■ What is needed:
I need the number of lines in the data that contain the word "below", and nothing beyond it.

■ Records:
[Start of Attachment]

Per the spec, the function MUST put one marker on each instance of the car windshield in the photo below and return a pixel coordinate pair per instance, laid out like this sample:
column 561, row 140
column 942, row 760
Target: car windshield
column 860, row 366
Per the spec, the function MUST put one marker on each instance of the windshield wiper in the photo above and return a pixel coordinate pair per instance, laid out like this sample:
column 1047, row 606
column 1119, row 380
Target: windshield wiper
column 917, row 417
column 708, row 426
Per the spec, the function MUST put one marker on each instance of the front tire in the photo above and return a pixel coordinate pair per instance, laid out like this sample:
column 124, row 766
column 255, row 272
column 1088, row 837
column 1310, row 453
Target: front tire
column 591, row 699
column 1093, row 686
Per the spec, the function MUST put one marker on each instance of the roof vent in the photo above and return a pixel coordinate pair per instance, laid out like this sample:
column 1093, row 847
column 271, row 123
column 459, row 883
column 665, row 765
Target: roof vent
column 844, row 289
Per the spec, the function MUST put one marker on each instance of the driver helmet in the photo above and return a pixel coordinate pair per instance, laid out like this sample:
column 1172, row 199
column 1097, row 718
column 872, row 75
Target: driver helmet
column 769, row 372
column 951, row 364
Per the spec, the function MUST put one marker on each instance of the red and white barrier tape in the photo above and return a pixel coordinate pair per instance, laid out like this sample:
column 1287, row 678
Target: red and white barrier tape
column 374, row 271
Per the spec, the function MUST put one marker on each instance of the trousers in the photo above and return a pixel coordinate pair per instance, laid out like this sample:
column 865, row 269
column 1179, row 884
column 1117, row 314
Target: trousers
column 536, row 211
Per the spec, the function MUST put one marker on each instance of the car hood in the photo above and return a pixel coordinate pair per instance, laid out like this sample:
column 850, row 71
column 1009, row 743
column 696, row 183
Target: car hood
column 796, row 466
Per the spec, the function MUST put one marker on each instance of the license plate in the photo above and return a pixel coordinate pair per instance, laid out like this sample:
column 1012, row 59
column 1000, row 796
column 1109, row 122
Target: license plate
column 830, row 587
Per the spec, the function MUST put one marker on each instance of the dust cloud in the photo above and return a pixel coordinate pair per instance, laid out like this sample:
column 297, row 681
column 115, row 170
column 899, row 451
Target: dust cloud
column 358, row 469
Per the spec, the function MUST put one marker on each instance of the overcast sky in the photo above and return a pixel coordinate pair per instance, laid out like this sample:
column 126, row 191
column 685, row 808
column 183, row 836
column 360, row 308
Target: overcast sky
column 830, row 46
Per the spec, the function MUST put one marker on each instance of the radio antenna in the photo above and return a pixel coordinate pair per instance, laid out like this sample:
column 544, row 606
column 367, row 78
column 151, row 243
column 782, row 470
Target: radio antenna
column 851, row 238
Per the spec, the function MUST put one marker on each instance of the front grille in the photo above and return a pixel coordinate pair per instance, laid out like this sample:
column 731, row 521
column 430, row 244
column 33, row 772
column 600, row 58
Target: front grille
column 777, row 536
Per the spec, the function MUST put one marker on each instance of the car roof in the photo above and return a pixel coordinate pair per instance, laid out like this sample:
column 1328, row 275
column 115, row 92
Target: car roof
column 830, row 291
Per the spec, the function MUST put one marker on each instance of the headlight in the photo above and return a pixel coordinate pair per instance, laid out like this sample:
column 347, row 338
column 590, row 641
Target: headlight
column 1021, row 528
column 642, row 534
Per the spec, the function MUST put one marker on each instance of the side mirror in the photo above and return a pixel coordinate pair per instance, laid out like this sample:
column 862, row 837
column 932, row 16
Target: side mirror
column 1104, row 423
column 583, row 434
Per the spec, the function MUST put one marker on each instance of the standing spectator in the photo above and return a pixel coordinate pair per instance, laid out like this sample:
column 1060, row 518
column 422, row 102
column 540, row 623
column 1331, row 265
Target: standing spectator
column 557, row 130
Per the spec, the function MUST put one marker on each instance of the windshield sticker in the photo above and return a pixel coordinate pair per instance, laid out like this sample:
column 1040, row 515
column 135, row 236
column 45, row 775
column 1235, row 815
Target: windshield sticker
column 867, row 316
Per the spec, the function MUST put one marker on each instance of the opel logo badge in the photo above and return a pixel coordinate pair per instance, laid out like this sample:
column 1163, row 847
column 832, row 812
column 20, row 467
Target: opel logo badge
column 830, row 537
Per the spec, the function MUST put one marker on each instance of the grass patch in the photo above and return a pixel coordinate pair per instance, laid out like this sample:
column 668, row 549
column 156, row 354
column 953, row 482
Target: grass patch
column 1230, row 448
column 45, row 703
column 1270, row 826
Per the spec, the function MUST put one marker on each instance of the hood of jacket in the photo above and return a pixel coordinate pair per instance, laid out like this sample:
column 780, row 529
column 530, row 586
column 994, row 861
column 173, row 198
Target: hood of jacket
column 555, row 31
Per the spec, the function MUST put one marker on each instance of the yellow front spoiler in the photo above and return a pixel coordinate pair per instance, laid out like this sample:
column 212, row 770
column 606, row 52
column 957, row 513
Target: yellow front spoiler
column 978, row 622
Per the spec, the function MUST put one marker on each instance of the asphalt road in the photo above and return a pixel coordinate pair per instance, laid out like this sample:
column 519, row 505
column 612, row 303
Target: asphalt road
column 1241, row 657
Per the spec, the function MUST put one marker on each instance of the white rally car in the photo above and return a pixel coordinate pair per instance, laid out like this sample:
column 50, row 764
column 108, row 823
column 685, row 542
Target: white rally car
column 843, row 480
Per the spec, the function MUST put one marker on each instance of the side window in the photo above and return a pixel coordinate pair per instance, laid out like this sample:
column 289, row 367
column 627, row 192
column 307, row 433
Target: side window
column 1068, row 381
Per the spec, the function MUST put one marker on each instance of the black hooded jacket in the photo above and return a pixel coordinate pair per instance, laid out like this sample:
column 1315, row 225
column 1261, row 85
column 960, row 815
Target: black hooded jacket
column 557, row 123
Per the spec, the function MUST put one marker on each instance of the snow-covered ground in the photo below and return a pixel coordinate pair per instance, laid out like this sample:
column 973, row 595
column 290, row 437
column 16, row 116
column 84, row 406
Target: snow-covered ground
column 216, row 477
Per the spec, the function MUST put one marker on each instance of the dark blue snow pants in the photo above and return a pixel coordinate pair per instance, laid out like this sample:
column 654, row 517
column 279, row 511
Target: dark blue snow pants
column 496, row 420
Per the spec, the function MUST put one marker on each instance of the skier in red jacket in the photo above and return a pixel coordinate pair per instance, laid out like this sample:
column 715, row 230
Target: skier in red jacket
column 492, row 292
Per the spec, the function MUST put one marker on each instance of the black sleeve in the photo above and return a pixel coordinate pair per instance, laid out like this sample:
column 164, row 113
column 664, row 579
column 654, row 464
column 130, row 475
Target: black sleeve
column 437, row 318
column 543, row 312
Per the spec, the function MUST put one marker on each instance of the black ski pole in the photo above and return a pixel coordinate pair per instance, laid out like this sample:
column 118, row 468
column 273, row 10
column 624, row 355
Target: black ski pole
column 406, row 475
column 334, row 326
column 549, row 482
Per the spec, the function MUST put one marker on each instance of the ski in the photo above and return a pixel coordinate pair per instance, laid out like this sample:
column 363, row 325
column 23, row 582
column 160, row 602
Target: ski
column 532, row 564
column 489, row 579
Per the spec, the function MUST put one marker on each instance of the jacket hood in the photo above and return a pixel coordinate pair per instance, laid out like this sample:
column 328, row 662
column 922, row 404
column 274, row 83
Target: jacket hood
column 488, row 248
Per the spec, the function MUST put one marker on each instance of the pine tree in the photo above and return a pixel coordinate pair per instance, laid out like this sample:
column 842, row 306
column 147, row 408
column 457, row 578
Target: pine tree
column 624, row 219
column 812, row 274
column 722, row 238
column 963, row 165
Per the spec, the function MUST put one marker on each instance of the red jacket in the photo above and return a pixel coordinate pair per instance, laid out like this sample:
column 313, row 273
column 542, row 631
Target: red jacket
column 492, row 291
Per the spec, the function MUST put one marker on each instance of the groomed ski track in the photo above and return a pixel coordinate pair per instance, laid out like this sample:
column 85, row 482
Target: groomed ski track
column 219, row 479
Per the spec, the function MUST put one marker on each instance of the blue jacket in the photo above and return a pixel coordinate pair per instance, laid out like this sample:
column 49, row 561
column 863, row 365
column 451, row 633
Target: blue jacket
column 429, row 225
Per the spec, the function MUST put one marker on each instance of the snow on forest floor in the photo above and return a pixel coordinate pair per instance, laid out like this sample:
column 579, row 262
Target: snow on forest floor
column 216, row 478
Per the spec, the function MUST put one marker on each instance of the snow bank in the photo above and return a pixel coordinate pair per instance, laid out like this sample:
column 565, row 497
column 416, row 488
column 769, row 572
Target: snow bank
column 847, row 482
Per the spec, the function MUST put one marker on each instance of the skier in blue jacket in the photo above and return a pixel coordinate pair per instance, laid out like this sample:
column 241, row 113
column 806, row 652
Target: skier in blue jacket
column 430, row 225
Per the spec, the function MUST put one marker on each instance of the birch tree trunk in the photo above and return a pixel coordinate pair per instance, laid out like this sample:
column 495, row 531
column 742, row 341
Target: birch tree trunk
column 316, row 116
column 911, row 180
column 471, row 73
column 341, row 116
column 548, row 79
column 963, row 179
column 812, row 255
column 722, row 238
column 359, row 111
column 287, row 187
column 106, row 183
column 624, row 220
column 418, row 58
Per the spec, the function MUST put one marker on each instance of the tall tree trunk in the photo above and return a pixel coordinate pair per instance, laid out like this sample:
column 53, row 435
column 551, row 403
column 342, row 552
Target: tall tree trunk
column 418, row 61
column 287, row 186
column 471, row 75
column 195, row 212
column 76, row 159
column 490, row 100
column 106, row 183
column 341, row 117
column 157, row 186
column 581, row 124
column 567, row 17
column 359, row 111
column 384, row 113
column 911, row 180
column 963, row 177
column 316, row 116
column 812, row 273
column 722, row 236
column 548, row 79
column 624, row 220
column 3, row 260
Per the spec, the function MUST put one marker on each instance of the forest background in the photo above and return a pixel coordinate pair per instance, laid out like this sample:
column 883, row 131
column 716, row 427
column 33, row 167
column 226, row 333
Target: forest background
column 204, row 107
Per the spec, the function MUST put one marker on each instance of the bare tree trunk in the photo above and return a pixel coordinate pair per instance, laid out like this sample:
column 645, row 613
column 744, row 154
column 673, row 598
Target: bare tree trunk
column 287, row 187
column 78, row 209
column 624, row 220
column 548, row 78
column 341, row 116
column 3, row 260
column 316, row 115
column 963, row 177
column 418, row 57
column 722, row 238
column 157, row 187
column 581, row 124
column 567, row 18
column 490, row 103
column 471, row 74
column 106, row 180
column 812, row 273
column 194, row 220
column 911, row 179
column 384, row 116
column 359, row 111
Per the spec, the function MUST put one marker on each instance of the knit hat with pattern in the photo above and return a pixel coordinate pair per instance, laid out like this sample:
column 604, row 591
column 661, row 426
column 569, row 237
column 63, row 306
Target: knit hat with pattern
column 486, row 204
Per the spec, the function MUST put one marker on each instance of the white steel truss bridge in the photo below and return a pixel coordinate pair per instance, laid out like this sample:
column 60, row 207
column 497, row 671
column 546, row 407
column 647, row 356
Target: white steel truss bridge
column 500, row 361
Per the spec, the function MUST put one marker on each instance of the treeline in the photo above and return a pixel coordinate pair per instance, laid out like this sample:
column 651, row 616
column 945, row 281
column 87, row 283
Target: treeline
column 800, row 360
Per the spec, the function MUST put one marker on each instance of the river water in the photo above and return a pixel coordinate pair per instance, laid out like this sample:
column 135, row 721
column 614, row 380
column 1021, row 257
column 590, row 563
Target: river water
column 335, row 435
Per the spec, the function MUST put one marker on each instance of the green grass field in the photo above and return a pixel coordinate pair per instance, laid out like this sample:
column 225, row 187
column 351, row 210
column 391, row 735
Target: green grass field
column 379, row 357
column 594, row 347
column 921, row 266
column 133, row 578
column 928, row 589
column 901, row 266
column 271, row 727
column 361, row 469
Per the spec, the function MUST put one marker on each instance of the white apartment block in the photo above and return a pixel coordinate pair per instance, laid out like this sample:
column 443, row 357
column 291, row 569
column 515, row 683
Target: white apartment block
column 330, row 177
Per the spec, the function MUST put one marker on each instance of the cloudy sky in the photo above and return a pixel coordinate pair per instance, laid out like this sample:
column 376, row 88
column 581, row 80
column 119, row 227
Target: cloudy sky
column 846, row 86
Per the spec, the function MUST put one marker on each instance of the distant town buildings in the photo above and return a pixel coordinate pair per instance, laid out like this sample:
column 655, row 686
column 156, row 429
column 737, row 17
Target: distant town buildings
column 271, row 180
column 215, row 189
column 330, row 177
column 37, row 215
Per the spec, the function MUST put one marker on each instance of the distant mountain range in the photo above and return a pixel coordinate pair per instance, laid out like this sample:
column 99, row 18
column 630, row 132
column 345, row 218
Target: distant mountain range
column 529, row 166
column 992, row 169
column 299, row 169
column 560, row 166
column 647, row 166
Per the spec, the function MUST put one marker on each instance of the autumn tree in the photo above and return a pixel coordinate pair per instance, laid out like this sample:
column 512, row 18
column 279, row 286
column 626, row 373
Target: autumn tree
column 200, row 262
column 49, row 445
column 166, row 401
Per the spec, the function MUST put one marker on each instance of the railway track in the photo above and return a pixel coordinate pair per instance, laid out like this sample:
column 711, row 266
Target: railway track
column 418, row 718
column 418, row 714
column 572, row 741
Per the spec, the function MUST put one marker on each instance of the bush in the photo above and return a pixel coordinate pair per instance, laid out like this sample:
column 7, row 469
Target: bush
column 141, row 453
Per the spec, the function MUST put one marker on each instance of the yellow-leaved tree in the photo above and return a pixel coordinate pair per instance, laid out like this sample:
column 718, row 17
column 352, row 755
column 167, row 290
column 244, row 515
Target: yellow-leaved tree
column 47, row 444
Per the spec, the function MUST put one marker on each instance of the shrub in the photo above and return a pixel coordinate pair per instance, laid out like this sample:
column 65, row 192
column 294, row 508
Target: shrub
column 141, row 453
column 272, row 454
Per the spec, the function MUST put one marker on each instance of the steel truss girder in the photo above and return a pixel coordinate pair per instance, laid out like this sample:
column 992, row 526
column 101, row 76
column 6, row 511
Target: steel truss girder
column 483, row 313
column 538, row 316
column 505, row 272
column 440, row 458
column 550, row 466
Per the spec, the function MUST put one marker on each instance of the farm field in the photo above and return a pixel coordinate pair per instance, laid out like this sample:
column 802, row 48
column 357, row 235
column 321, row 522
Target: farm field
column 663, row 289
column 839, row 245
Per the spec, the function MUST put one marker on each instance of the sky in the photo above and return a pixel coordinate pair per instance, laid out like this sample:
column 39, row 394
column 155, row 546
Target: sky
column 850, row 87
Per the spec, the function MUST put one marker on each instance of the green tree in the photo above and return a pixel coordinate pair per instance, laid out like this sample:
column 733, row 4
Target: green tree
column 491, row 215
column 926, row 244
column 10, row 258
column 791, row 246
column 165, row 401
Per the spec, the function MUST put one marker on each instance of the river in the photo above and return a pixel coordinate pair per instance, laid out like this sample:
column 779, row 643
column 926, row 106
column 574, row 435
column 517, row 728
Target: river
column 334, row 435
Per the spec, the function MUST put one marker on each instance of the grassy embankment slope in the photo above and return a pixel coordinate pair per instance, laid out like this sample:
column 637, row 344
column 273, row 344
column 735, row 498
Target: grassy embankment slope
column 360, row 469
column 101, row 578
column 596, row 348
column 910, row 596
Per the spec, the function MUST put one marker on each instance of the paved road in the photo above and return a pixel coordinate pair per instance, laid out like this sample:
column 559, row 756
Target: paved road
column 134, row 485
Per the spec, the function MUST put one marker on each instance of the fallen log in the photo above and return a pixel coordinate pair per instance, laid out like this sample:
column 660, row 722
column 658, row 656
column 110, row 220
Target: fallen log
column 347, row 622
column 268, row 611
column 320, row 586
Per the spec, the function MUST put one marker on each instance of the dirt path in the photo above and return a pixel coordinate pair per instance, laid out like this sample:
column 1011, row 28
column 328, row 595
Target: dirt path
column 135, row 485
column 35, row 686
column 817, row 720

[End of Attachment]

■ Answer for the task:
3